What is required: Gather the lines below that include the string "palm", copying each in full.

**** Working data

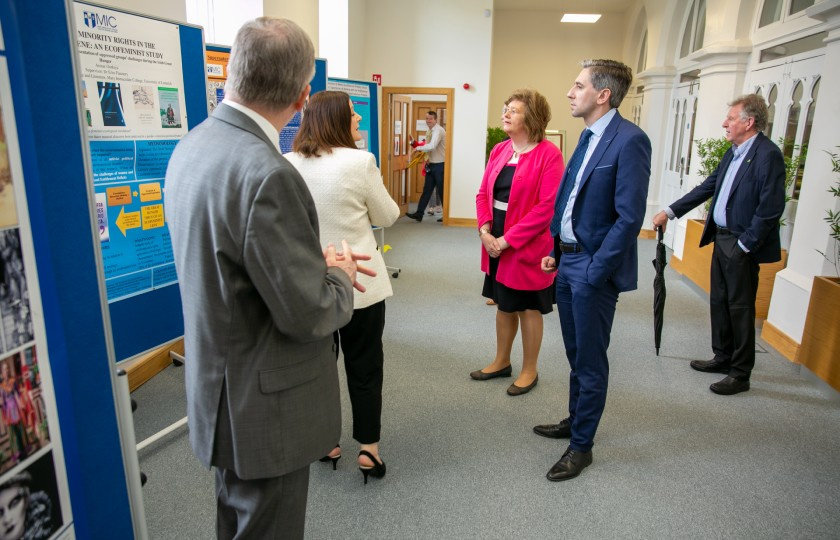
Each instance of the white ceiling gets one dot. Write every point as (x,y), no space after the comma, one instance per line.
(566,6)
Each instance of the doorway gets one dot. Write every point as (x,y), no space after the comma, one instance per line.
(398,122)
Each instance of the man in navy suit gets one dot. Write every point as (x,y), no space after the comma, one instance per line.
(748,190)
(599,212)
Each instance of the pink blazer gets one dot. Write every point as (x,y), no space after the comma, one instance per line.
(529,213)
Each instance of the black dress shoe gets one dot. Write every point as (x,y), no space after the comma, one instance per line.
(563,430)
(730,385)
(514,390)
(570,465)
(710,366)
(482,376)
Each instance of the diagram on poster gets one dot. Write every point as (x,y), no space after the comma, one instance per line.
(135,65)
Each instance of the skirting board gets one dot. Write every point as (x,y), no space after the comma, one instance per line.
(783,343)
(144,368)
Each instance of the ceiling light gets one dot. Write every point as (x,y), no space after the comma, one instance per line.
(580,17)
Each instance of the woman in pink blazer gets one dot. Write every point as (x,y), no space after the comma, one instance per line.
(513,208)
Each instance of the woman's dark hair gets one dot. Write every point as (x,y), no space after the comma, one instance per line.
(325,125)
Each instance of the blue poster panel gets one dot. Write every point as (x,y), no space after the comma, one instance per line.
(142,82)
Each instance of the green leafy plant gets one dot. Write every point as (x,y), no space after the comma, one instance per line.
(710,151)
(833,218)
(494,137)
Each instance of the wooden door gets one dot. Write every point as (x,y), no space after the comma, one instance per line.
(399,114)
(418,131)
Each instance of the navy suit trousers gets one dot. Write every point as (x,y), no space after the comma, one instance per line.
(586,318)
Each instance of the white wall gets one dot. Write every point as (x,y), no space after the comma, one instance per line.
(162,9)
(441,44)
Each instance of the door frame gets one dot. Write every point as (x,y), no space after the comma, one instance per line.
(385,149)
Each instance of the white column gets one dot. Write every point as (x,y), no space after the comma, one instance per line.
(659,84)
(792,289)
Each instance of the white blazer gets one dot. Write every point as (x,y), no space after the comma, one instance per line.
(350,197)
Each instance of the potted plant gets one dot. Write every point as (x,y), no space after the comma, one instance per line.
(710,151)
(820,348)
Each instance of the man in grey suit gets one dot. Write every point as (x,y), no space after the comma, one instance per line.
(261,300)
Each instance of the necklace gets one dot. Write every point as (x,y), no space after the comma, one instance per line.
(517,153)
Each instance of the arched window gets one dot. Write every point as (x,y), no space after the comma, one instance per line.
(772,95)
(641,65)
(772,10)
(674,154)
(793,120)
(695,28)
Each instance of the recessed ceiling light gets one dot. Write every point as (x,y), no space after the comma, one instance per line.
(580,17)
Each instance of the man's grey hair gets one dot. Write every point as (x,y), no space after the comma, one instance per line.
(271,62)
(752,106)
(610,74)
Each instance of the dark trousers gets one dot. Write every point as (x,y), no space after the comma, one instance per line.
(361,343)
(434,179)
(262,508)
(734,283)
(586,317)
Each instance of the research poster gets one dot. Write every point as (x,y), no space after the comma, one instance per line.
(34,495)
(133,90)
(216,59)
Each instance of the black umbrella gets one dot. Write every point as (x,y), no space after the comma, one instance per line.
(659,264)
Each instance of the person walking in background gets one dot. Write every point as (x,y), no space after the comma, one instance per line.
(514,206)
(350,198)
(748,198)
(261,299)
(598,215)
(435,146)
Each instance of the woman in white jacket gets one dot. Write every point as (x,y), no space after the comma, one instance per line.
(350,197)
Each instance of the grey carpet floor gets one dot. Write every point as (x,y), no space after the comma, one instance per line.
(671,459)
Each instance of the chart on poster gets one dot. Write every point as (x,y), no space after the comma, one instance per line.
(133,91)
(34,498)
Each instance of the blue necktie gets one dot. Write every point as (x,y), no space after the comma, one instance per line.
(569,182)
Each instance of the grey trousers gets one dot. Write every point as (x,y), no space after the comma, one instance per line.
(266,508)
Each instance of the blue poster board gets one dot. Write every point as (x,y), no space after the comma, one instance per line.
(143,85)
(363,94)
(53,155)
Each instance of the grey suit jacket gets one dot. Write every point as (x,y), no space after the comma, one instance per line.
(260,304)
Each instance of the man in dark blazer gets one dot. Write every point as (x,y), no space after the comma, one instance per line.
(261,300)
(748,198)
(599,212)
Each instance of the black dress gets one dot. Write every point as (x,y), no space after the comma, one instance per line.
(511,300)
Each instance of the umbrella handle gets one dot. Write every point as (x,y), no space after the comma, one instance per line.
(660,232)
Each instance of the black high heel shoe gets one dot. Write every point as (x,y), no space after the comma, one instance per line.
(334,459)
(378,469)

********
**** Working data

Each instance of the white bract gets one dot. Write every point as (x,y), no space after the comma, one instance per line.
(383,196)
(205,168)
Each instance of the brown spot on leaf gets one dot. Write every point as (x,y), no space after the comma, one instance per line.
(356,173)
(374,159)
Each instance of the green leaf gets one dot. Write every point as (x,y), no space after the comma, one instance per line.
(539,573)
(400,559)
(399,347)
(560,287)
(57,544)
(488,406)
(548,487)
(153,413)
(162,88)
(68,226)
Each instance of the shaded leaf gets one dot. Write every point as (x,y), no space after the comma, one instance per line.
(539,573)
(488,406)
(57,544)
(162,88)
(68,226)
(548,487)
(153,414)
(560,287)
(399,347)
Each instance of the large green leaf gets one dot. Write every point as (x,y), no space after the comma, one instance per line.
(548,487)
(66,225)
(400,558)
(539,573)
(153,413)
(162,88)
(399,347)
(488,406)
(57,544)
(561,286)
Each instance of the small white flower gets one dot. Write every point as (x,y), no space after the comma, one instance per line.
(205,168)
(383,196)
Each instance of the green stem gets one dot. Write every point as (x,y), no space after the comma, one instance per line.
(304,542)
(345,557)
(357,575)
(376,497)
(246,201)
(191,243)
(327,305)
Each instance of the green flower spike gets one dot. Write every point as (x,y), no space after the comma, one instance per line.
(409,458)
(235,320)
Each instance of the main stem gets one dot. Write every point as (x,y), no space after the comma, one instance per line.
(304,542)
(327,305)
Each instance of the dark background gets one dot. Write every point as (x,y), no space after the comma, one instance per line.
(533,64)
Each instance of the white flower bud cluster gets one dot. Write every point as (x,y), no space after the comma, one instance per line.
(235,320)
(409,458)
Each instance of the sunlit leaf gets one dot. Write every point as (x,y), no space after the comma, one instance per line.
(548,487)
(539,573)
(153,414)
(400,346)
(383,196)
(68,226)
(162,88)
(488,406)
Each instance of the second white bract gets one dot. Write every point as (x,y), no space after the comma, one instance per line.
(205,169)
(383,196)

********
**** Working data

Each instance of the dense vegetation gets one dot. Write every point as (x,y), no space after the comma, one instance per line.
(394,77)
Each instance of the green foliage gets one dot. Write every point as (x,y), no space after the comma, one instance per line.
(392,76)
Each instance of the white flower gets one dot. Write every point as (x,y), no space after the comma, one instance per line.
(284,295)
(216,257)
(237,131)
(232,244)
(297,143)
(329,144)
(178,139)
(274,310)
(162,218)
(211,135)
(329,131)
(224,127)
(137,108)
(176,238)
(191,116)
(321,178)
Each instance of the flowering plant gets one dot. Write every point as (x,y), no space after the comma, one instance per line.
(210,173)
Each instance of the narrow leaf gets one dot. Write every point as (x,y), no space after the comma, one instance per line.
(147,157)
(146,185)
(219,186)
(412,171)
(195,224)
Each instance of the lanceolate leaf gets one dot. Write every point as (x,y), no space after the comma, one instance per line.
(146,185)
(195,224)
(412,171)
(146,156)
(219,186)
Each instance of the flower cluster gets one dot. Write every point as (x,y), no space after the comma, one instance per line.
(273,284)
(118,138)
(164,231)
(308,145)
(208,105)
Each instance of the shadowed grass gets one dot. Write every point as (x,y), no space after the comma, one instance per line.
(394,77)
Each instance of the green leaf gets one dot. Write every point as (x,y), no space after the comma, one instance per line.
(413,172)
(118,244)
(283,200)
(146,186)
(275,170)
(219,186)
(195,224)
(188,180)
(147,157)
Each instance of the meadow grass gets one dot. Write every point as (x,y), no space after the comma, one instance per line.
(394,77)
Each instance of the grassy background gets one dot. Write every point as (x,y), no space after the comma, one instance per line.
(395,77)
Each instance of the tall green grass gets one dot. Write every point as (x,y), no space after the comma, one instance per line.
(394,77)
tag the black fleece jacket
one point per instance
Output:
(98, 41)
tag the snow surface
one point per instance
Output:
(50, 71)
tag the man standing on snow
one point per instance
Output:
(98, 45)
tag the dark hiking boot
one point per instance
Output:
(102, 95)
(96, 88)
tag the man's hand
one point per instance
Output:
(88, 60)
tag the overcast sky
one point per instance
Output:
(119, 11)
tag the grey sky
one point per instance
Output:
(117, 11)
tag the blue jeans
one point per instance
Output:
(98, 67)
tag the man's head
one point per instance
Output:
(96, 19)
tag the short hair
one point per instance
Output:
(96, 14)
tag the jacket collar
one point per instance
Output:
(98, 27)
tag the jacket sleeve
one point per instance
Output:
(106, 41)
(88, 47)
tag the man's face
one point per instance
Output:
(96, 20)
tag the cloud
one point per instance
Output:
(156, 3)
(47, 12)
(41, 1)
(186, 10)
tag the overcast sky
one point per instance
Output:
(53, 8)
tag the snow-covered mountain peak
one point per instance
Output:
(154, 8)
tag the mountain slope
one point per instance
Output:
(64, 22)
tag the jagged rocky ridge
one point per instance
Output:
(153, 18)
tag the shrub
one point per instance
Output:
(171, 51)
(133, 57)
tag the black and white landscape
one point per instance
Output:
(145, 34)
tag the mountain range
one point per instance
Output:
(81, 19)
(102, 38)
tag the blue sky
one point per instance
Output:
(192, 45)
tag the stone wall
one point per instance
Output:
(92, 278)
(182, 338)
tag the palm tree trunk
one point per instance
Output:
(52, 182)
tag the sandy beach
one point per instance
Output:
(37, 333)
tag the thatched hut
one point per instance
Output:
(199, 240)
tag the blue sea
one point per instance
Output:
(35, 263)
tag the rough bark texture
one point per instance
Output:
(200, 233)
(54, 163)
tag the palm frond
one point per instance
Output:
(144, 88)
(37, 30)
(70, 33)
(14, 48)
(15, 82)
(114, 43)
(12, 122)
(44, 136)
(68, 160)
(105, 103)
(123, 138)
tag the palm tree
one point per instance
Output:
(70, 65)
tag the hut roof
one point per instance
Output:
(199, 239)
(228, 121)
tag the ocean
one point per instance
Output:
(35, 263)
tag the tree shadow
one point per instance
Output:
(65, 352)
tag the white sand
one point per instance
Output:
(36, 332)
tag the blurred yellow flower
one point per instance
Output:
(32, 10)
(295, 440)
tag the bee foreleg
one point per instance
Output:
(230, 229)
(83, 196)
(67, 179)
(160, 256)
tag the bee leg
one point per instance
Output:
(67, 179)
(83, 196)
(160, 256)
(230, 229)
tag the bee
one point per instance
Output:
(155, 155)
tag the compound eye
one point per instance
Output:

********

Solution to this problem:
tag the palm tree trunk
tag the palm frond
tag the palm tree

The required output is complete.